YOUR INSTRUCTIONS: Extract each line in the records below that contains the string "woman", reproducing every such line in full.

Records from a point annotation dataset:

+++

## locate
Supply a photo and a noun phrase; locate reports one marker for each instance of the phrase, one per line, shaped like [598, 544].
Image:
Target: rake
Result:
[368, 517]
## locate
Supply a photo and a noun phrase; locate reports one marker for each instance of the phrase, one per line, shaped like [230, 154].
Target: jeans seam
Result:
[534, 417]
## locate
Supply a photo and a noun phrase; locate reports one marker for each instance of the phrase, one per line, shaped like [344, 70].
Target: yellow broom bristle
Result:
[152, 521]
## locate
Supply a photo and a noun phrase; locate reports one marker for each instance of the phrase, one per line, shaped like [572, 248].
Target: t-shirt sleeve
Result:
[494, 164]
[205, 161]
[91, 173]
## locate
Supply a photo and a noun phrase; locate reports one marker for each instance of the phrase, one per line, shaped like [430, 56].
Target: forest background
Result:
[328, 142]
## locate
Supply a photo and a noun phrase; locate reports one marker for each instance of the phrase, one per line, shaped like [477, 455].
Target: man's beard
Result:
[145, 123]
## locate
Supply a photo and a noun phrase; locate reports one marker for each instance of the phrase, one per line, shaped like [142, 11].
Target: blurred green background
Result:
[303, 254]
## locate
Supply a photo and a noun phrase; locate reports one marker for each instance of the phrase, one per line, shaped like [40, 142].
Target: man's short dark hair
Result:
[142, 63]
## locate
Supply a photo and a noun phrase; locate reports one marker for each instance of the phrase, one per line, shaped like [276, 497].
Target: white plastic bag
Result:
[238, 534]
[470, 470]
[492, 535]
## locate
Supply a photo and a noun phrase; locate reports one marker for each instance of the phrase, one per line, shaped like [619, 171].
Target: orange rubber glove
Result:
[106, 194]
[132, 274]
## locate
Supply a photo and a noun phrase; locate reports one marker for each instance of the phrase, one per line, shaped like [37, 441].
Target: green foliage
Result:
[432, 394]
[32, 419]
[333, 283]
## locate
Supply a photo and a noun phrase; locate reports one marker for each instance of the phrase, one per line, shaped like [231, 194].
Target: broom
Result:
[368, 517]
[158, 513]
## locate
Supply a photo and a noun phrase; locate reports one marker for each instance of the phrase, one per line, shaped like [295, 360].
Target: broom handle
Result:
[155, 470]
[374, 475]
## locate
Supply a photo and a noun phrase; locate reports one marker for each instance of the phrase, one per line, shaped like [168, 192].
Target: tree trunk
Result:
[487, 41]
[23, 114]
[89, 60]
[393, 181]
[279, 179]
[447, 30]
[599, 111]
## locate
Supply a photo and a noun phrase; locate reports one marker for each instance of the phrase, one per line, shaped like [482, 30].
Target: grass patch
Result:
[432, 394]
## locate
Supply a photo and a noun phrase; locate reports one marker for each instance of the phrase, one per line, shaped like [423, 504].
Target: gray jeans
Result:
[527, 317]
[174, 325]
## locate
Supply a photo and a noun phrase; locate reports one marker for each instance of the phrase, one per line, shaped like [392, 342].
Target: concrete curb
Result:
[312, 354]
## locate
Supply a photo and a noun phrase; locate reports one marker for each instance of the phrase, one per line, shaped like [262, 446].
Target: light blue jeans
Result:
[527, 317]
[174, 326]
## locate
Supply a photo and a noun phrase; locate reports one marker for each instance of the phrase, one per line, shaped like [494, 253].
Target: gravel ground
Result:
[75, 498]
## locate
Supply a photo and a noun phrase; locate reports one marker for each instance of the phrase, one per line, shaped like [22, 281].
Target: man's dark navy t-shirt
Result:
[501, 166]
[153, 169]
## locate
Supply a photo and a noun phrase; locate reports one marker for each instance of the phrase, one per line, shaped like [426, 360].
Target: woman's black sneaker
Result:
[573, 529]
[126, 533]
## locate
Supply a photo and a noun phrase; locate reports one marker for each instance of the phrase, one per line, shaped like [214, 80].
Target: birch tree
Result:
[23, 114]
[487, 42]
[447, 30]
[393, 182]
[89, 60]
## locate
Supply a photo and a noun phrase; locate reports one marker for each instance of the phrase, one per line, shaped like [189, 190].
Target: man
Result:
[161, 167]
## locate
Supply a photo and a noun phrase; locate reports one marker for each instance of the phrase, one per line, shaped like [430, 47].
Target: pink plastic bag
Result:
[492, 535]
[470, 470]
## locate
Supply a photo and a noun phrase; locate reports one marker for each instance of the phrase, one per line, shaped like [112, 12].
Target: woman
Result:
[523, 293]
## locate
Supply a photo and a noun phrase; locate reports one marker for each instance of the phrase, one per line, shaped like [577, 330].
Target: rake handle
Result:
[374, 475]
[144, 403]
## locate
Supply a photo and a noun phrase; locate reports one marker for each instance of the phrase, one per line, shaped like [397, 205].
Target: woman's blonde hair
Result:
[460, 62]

+++

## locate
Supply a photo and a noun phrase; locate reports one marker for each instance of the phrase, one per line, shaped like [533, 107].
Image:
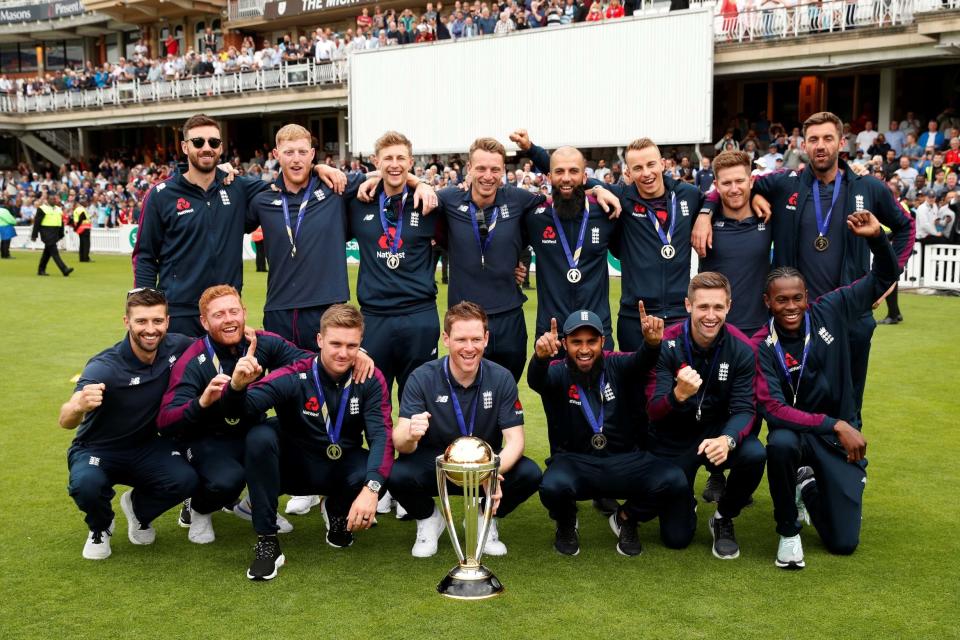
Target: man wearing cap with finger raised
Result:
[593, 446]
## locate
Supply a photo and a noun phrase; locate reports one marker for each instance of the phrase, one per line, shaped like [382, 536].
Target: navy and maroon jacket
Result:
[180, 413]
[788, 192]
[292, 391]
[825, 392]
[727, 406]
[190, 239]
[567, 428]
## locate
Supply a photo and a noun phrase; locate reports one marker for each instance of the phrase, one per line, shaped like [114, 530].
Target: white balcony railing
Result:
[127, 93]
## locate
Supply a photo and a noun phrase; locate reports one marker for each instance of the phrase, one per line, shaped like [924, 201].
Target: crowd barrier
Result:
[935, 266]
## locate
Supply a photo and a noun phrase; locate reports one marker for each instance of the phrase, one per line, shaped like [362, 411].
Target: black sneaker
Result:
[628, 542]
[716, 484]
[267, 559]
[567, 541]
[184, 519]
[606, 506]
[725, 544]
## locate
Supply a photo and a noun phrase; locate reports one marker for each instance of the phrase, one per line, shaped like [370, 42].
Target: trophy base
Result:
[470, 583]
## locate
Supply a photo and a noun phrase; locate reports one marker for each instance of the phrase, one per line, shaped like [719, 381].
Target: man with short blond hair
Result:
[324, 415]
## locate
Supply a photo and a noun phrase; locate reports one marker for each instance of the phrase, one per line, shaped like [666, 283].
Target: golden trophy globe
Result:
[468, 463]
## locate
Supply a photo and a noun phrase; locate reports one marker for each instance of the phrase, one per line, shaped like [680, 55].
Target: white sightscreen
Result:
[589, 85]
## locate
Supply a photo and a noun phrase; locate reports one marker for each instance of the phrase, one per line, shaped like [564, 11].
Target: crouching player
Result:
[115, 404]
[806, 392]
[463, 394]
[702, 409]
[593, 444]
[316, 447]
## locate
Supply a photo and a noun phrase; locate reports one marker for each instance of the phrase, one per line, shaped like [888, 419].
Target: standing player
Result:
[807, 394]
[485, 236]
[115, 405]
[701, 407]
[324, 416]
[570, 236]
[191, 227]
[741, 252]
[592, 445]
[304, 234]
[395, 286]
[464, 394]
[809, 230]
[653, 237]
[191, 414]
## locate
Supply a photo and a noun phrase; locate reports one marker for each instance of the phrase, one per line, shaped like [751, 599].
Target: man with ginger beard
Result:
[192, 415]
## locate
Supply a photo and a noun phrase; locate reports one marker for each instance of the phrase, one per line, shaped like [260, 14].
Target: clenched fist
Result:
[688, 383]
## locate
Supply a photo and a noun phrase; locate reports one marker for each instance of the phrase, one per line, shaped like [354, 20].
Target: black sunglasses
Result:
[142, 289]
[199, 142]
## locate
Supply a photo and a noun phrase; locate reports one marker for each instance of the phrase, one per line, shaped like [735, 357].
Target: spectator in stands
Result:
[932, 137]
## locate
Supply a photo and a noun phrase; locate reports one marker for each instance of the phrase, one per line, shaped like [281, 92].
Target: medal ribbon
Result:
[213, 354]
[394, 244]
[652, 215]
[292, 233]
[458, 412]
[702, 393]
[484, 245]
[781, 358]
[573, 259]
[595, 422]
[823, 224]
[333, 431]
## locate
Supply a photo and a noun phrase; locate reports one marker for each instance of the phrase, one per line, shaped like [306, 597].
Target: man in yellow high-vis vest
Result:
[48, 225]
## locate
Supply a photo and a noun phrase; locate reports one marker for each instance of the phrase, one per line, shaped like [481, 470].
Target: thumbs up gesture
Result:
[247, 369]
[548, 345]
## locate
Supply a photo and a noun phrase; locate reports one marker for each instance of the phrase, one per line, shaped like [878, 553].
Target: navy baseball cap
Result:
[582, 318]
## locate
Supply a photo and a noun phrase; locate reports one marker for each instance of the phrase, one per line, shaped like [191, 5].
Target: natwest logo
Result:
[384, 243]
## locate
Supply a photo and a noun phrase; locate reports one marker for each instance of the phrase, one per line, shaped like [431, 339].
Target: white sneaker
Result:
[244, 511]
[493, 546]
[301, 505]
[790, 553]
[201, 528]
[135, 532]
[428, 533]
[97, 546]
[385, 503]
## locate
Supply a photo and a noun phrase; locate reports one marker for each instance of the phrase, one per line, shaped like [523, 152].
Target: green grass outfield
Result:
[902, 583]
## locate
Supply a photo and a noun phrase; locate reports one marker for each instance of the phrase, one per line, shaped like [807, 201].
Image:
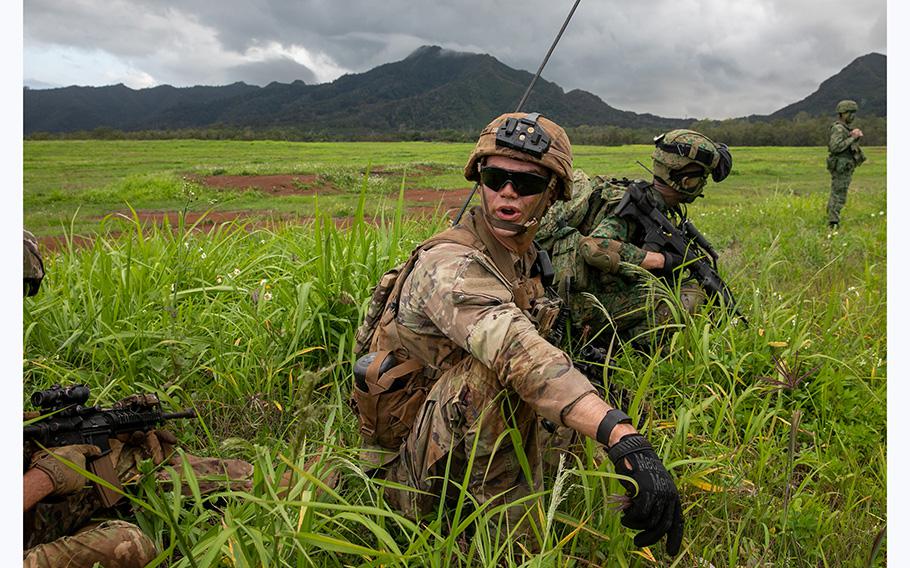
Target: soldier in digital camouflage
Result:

+++

SOLUTION TO THIS EXERCISE:
Target: woman's black sneaker
Target: woman
Target: woman's blonde hair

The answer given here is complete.